- Task to complete: Of the entries below, return exactly those lines that fall between the one containing "[locate] the white subway" and the one containing "[locate] the baby", the two end lines included.
(Beginning of Source material)
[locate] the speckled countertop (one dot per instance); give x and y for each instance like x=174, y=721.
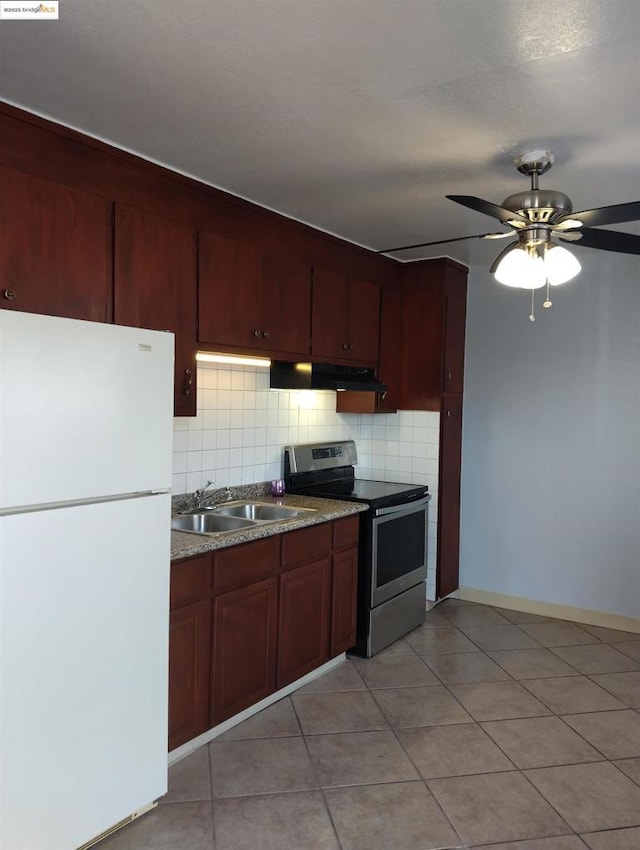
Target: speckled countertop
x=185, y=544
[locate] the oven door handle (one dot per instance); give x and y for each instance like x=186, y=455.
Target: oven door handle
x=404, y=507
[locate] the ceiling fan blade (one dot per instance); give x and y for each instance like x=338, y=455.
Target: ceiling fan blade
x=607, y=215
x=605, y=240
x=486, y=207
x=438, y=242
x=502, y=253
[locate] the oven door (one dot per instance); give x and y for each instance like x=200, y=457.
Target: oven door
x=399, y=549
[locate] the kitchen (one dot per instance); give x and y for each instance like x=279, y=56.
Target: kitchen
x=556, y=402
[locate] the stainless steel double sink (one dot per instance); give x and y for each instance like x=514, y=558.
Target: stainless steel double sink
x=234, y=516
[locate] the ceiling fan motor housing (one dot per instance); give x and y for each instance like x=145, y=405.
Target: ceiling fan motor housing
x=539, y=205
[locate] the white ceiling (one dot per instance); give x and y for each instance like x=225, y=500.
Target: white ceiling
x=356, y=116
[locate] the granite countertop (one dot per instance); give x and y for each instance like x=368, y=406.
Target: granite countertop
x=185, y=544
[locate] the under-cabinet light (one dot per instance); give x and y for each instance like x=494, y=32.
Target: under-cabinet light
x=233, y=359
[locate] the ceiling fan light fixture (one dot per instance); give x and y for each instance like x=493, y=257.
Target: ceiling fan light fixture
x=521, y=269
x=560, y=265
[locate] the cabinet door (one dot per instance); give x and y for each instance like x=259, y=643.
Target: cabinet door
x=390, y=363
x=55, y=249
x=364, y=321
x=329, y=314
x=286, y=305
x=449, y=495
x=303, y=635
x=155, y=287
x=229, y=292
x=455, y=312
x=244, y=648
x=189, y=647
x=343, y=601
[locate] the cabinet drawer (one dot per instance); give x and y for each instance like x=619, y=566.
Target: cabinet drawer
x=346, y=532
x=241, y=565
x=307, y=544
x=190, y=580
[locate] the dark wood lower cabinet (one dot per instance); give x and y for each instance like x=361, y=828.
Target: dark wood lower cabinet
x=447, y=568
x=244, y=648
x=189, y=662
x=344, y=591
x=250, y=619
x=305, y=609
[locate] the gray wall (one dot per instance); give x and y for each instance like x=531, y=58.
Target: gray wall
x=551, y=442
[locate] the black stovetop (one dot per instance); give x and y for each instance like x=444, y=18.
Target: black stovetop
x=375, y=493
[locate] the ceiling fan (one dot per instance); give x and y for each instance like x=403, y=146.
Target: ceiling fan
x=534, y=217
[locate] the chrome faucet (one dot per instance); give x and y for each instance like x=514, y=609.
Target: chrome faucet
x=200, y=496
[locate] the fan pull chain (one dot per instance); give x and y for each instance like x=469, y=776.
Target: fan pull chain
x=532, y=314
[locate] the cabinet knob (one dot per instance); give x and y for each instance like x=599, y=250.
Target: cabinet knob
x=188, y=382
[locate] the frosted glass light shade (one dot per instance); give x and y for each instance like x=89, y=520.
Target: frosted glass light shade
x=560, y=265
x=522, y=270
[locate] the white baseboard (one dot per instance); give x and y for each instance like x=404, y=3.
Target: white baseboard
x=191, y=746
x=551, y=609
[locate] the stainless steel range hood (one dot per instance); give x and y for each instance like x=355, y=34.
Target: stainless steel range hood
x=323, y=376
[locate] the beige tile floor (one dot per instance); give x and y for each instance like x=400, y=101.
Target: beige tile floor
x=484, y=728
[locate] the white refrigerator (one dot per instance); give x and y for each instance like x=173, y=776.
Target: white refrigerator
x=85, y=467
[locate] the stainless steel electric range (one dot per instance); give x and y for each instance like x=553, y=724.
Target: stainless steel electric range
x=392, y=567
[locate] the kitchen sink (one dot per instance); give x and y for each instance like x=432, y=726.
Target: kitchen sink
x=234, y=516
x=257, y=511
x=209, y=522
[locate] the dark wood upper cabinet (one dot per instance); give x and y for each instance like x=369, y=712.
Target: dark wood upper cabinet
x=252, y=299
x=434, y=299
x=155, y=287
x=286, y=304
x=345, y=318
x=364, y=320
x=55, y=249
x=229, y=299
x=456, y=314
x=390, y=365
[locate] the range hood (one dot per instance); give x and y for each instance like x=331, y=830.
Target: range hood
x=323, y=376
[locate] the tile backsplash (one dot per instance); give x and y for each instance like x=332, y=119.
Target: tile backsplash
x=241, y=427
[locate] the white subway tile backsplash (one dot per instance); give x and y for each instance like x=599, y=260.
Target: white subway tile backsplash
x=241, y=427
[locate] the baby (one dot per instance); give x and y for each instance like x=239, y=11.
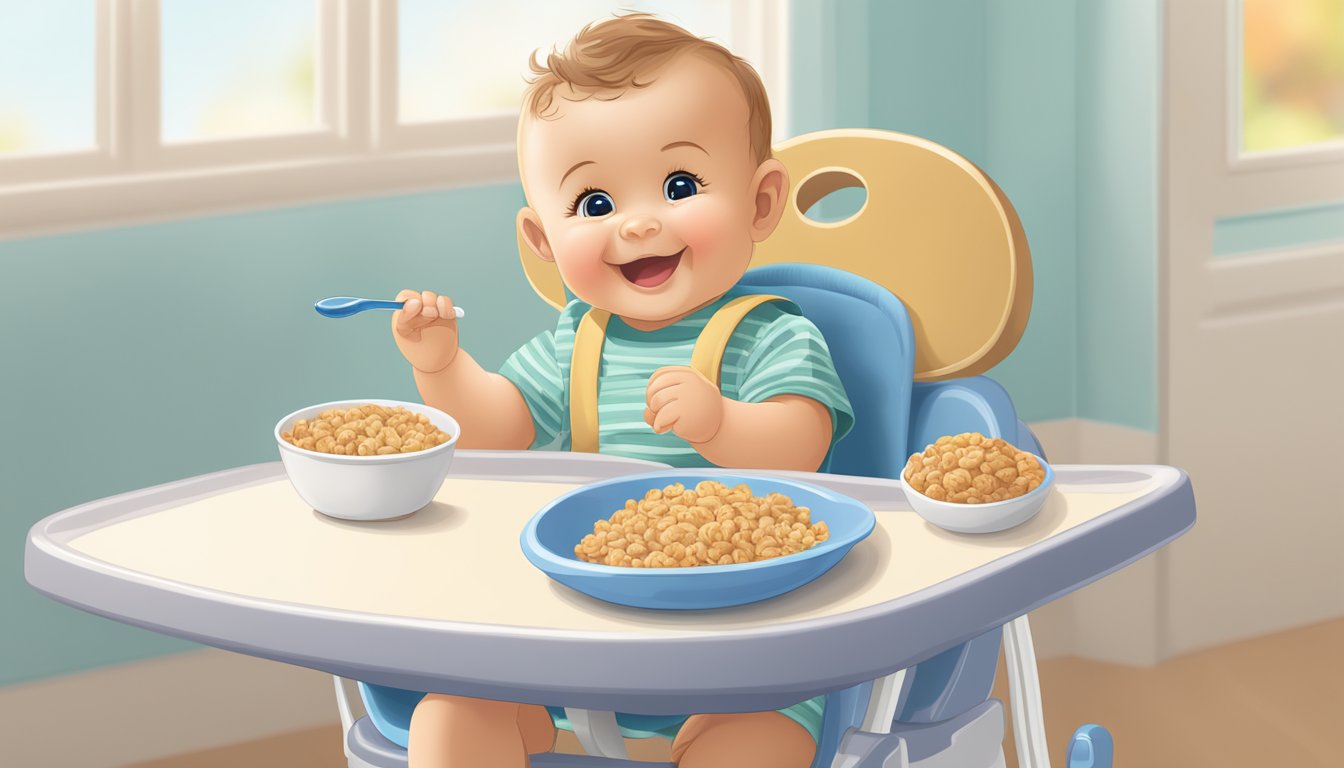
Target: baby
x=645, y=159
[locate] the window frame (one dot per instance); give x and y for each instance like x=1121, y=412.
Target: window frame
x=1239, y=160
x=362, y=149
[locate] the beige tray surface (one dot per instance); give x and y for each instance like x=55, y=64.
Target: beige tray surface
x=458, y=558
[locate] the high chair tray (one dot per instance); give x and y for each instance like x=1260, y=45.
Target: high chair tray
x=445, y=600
(End of Source material)
(Beginning of Source material)
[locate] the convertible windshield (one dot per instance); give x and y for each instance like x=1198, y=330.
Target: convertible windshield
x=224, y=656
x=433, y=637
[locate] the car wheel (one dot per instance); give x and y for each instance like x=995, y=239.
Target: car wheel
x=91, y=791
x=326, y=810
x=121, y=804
(End of Source material)
- Response area:
[locate] the white subway tile backsplash (one dot per instance); give x and y for each instance like x=599, y=260.
Target: white subway tile backsplash
x=241, y=427
[locate] the baby (one dot per instance); give x and y for each instance like x=239, y=11.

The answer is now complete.